■ What you need to do: Output, word for word, every line from the line with "point_to annotates the pedestal" through the final line of the data below.

Position annotation records:
——————

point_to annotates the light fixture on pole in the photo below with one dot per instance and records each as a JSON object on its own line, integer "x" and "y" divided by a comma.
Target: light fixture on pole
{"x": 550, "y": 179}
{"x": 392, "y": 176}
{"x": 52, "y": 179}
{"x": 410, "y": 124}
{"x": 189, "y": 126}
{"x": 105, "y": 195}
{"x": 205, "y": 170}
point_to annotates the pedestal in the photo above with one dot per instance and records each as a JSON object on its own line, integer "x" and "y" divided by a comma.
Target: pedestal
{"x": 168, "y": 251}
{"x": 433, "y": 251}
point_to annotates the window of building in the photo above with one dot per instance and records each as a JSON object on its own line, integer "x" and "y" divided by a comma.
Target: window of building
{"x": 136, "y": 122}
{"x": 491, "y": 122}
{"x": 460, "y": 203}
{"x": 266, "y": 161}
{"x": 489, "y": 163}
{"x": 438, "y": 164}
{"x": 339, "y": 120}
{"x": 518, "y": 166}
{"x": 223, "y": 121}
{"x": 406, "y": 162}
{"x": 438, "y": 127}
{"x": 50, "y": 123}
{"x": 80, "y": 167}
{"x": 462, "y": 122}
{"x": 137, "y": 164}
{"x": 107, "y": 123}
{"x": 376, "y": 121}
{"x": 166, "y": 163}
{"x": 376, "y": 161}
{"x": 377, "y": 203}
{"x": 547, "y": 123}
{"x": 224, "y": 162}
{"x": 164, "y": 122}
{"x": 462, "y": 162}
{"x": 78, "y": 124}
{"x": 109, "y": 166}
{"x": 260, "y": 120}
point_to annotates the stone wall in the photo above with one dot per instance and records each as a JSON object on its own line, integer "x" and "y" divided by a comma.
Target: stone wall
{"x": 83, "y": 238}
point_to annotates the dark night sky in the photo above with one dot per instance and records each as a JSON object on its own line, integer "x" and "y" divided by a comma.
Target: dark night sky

——————

■ Complete output:
point_to annotates the pedestal in the photo above with one dot per instance and records each as a JSON object on its own line, integer "x" and "y" divided by a comma.
Target: pedestal
{"x": 168, "y": 251}
{"x": 433, "y": 251}
point_to annotates the window of building in the photo above with one dot per instance and records each as a JSON object on its own line, integer "x" and "y" divided by a comma.
Target: window of building
{"x": 136, "y": 122}
{"x": 491, "y": 122}
{"x": 460, "y": 203}
{"x": 266, "y": 161}
{"x": 489, "y": 163}
{"x": 438, "y": 164}
{"x": 339, "y": 120}
{"x": 518, "y": 166}
{"x": 223, "y": 121}
{"x": 406, "y": 162}
{"x": 438, "y": 127}
{"x": 50, "y": 123}
{"x": 80, "y": 167}
{"x": 462, "y": 122}
{"x": 137, "y": 164}
{"x": 107, "y": 123}
{"x": 376, "y": 121}
{"x": 166, "y": 163}
{"x": 376, "y": 161}
{"x": 377, "y": 203}
{"x": 547, "y": 123}
{"x": 224, "y": 162}
{"x": 164, "y": 122}
{"x": 462, "y": 162}
{"x": 78, "y": 124}
{"x": 109, "y": 166}
{"x": 260, "y": 120}
point_to annotates the stone wall in the photo above with one dot per instance and records each as a JSON object on its own line, integer "x" and "y" divided by a comma.
Target: stone wall
{"x": 83, "y": 238}
point_to annotates the dark night sky in the photo above with one dot per instance and records each as a JSON object on its own line, integer "x" and "y" divided by a comma.
Target: dark night sky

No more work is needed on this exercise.